[ENTRIES start]
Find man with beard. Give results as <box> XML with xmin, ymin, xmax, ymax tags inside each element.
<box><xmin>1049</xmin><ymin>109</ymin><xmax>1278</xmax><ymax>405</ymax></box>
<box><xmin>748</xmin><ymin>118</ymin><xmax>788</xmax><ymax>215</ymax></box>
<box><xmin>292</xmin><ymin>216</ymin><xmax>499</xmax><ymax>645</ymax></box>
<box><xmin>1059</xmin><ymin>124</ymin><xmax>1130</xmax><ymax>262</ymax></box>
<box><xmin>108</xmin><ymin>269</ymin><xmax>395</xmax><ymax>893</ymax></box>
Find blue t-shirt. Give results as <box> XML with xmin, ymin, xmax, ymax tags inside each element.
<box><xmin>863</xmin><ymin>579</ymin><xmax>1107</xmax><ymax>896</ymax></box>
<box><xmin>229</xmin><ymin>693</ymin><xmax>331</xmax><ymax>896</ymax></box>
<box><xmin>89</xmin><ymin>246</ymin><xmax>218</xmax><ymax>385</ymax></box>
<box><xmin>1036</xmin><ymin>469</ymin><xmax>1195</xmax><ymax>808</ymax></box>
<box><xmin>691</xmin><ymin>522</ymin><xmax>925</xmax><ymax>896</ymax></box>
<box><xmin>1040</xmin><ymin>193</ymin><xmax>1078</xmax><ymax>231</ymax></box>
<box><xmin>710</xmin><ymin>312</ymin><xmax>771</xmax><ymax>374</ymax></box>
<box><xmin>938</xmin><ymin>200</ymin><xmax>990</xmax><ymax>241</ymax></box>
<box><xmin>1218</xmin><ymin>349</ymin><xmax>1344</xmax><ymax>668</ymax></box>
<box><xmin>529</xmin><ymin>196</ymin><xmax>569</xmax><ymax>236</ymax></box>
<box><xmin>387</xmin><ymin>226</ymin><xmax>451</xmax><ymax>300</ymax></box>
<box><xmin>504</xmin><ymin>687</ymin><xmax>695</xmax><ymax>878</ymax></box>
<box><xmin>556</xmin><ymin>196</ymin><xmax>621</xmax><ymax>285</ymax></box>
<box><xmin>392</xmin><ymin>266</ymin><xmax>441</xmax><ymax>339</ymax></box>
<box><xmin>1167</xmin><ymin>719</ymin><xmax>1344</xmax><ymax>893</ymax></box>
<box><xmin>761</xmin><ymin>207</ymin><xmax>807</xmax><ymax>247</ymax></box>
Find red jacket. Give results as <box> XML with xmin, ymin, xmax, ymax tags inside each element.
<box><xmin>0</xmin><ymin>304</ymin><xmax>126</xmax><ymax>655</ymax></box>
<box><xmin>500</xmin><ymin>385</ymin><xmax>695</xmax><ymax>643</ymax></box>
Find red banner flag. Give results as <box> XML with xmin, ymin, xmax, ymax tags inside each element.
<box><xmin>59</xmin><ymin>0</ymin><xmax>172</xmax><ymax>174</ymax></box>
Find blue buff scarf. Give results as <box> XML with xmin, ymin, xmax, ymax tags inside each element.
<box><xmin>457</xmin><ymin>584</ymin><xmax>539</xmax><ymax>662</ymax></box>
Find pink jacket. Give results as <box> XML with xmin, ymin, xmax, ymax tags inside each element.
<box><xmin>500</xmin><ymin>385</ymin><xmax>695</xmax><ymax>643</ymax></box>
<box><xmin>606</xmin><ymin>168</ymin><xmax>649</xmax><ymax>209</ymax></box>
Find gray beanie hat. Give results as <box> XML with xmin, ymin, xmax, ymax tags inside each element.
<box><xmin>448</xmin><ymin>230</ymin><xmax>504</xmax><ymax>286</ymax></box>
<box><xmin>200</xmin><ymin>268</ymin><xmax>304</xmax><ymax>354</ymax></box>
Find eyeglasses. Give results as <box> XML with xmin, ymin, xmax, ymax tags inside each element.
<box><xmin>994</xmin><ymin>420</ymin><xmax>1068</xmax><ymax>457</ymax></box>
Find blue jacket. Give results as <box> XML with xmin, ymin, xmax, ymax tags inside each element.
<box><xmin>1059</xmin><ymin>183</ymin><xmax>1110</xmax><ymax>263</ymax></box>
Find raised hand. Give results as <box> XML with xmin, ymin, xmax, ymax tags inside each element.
[ENTRIES end]
**WHAT IS EXPECTED**
Reproduce the whole listing above, line for line, with every character unchanged.

**ANSWER TO THIS TASK**
Find man with beard. Give results as <box> XML with xmin, ymin, xmax, ymax tags inside each element.
<box><xmin>1049</xmin><ymin>109</ymin><xmax>1278</xmax><ymax>405</ymax></box>
<box><xmin>748</xmin><ymin>118</ymin><xmax>788</xmax><ymax>215</ymax></box>
<box><xmin>292</xmin><ymin>216</ymin><xmax>499</xmax><ymax>645</ymax></box>
<box><xmin>1059</xmin><ymin>124</ymin><xmax>1130</xmax><ymax>262</ymax></box>
<box><xmin>108</xmin><ymin>269</ymin><xmax>395</xmax><ymax>893</ymax></box>
Find blue t-shirt. Give results as <box> XML with xmin, ymin, xmax, ymax tags inside each element.
<box><xmin>863</xmin><ymin>579</ymin><xmax>1107</xmax><ymax>896</ymax></box>
<box><xmin>229</xmin><ymin>693</ymin><xmax>331</xmax><ymax>896</ymax></box>
<box><xmin>89</xmin><ymin>246</ymin><xmax>218</xmax><ymax>385</ymax></box>
<box><xmin>1036</xmin><ymin>469</ymin><xmax>1195</xmax><ymax>808</ymax></box>
<box><xmin>691</xmin><ymin>522</ymin><xmax>925</xmax><ymax>896</ymax></box>
<box><xmin>1040</xmin><ymin>193</ymin><xmax>1078</xmax><ymax>231</ymax></box>
<box><xmin>710</xmin><ymin>312</ymin><xmax>771</xmax><ymax>374</ymax></box>
<box><xmin>938</xmin><ymin>200</ymin><xmax>990</xmax><ymax>241</ymax></box>
<box><xmin>1218</xmin><ymin>349</ymin><xmax>1344</xmax><ymax>668</ymax></box>
<box><xmin>529</xmin><ymin>196</ymin><xmax>569</xmax><ymax>236</ymax></box>
<box><xmin>387</xmin><ymin>226</ymin><xmax>451</xmax><ymax>300</ymax></box>
<box><xmin>504</xmin><ymin>687</ymin><xmax>695</xmax><ymax>878</ymax></box>
<box><xmin>556</xmin><ymin>196</ymin><xmax>621</xmax><ymax>285</ymax></box>
<box><xmin>392</xmin><ymin>266</ymin><xmax>441</xmax><ymax>339</ymax></box>
<box><xmin>1167</xmin><ymin>719</ymin><xmax>1344</xmax><ymax>893</ymax></box>
<box><xmin>761</xmin><ymin>207</ymin><xmax>807</xmax><ymax>247</ymax></box>
Find red jacket. Give results as <box> XML with xmin, ymin, xmax, ymax tags inside each element.
<box><xmin>0</xmin><ymin>304</ymin><xmax>126</xmax><ymax>655</ymax></box>
<box><xmin>500</xmin><ymin>385</ymin><xmax>695</xmax><ymax>643</ymax></box>
Find red banner flag. Give results as <box> XML with xmin, ymin, xmax, ymax tags inside each element.
<box><xmin>59</xmin><ymin>0</ymin><xmax>172</xmax><ymax>174</ymax></box>
Find blue buff scarf. Give results as <box> XML with xmin, ymin, xmax, ymax tags inside each element.
<box><xmin>457</xmin><ymin>584</ymin><xmax>539</xmax><ymax>662</ymax></box>
Find pink jacket. Give results as <box> XML with xmin, ymin, xmax, ymax tags inside each element.
<box><xmin>500</xmin><ymin>385</ymin><xmax>695</xmax><ymax>643</ymax></box>
<box><xmin>606</xmin><ymin>168</ymin><xmax>649</xmax><ymax>209</ymax></box>
Find gray beanie hat. Give results as <box> XML with xmin, ymin, xmax, ymax tags inside each element.
<box><xmin>448</xmin><ymin>230</ymin><xmax>504</xmax><ymax>286</ymax></box>
<box><xmin>200</xmin><ymin>268</ymin><xmax>304</xmax><ymax>354</ymax></box>
Find eyeglasses. Give results as <box> XML with xmin, ymin, xmax, ymax tags inside each element.
<box><xmin>994</xmin><ymin>420</ymin><xmax>1068</xmax><ymax>457</ymax></box>
Find blue jacket. Give results as <box> XML with xmin, ymin, xmax, ymax tags inside each element.
<box><xmin>1059</xmin><ymin>183</ymin><xmax>1110</xmax><ymax>263</ymax></box>
Find raised hand. Give results as <box> XML with xmin, ymin, xmax, ymax tags inside each element.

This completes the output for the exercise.